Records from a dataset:
———

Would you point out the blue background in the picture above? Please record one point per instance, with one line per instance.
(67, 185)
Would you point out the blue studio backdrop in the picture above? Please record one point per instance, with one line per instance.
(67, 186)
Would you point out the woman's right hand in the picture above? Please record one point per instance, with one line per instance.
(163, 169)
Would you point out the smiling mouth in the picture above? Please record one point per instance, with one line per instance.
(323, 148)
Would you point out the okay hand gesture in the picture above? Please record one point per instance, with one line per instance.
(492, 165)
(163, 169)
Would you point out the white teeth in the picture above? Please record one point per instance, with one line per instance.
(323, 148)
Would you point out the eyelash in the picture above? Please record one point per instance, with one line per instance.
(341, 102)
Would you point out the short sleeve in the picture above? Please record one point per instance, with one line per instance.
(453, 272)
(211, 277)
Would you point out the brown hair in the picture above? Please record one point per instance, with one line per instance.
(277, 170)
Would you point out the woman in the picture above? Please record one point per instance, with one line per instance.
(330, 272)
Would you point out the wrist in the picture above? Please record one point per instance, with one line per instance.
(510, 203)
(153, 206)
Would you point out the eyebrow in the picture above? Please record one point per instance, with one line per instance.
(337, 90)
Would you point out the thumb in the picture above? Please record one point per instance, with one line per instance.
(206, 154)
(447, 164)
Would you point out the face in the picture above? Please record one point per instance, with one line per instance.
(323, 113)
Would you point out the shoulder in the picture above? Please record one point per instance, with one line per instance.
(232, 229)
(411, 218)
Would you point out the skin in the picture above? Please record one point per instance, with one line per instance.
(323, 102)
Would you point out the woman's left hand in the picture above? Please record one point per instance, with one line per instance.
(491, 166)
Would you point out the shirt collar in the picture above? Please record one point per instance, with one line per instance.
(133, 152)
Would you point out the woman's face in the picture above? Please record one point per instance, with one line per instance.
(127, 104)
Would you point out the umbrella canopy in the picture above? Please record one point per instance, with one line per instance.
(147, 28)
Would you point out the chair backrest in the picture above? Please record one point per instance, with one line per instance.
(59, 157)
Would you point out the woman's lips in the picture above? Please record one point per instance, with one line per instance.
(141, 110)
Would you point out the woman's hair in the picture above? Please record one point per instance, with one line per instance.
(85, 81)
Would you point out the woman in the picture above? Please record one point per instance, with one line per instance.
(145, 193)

———

Nothing but the lines from the one with "Would you point out the woman's left" through the final line of the records above should appear, each copied exactly.

Would you point out the woman's left hand in the picture above? Please record one point per instance, with one line per instance.
(491, 166)
Would you point out the shirt collar in the picture above? Please record one point per instance, with one line per instance.
(133, 152)
Would you point out the woman's face in the picture above? Please record one point per instance, with one line per instance.
(127, 104)
Would you point out the umbrella canopy in the picture above? Please record one point per instance, with one line per instance.
(147, 28)
Would you point out the chair backrest in the picture above? Please record one point per instance, with one line per instance.
(59, 157)
Would you point out the woman's lips in the picture above? Please record one point per instance, with one line per instance.
(141, 110)
Would you point out the woman's hair in the picture above? Please record one point per instance, with one line per instance.
(85, 81)
Would you point out the woman in the picture above? Please record one point per instance, with one line per instance.
(145, 193)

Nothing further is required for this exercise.